(Excerpt):
━━━━━━━━━━
Codes beginning 00 were also used for premium rate numbers or as a short code for dialling calls to various places in the Republic of Ireland over the next few decades.
== All figure dialling ==

The use of names in allocating STD codes was intended to provide a mnemonic for the exchange in the same way as for the Director system, but the mnemonic link was often obscure. A single charge group code would usually cover multiple exchanges in various locations, which were identified either by a linked numbering scheme or extended codes. This meant that many exchanges were given alphanumeric STD codes that did not relate to their names: Swallow's code of 0GR 289 only made sense if you knew it was connected to Grimsby, for example. In addition, telephones connected to automatic exchanges in non-director areas had been issued with dials that had numbers but not letters printed on them, so would need to have new dials fitted to enable alphanumeric dialling.
━━━━━━━━━━
(Exercise instructions):
a) List every place name that appears in the excerpt on telephone dialling codes.
b) In the excerpt on telephone dialling codes, reproduce verbatim the stretch from "Codes beginning 00" through "next few decades.".
c) Extend the excerpt on telephone dialling codes, picking up after its final sentence.
━━━━━━━━━━
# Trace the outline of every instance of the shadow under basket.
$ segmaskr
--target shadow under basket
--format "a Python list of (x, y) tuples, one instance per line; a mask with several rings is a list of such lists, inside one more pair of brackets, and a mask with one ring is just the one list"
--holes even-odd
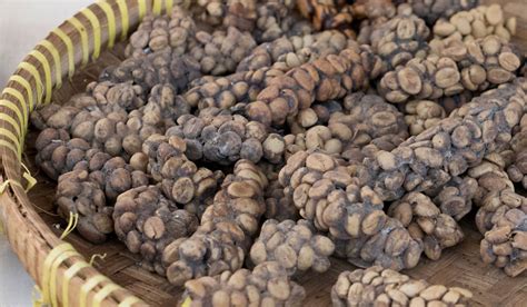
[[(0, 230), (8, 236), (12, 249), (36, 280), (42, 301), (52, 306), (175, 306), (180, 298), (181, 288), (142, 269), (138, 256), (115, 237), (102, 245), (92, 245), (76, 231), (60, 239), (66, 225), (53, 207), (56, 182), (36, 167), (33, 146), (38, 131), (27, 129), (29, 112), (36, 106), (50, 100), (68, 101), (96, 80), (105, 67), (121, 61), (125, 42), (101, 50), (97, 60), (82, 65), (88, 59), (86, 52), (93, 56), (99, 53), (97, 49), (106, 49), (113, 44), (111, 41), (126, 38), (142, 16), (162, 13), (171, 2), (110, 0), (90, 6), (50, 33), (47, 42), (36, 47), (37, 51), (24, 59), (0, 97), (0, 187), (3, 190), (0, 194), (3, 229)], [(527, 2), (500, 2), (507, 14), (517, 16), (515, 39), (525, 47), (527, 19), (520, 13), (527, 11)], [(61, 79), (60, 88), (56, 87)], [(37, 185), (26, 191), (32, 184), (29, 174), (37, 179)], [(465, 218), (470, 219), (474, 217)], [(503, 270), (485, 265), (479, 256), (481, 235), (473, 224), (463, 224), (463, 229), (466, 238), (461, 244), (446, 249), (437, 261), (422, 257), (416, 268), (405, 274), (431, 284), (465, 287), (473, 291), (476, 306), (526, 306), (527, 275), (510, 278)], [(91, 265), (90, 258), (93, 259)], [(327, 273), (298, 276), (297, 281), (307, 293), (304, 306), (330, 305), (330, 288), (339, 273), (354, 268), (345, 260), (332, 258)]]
━━━━━━━━━━
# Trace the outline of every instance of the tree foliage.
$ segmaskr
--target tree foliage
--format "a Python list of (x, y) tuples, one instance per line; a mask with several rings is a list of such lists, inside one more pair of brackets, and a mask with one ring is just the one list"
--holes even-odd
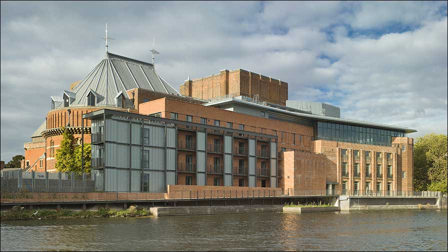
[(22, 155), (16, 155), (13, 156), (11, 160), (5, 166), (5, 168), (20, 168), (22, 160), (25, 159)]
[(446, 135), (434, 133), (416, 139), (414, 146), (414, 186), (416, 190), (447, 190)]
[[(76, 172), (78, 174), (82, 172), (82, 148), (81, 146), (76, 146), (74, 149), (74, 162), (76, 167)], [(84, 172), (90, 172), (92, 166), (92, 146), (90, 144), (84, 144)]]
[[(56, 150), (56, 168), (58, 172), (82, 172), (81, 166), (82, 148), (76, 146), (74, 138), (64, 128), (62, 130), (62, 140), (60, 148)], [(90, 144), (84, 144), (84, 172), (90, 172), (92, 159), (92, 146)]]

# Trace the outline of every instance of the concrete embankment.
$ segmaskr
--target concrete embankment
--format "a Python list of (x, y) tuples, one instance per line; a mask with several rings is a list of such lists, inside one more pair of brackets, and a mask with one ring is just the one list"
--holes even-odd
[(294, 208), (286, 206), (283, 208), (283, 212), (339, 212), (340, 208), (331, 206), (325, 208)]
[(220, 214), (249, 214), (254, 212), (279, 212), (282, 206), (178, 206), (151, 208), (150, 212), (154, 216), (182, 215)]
━━━━━━━━━━
(Answers to the exercise):
a) Republic of Ireland, Swallow, Grimsby

b)
Codes beginning 00 were also used for premium rate numbers or as a short code for dialling calls to various places in the Republic of Ireland over the next few decades.

c)
At the same time, international direct dialling was being introduced and as other countries (such as the US) had different assignments of letters to digits the opportunity for confusion existed. An earlier modification to get round this problem for European dialling was the addition of the letter Q to the digit 0, which previously represented only the letter O. This was because some French exchanges had alphabetic codes including Q, but in the event France moved to all-digit codes before direct dialling from the UK was introduced.

The use of alphabetic exchange (area) codes was abandoned in the UK in 1966 in favour of all figure numbering. Nevertheless, about 60% of current area codes are still based on the original alphabetic STD codes.

==Special services==
Until the mid-1980s freephone numbers could be accessed only by ringing the operator on 100 and asking to be connected, e.g. Freephone 8963 for BT customer service. From 1985, the 0800 code came into use for freephone services. These numbers usually had 10 digits, but a few exceptions had only 8 digits, e.g. 0800 1111 for ChildLine.

From around 1980, calls to Radiophones could also be direct dialled.

0034—Area 1 (Greater London)
0036—Area 2 (Severn and Midlands)
0037—Area 3 (Liverpool and the North-East)
0033—Area 4 (Southern and Eastern Scotland)
0039—Area 5 (Southern England)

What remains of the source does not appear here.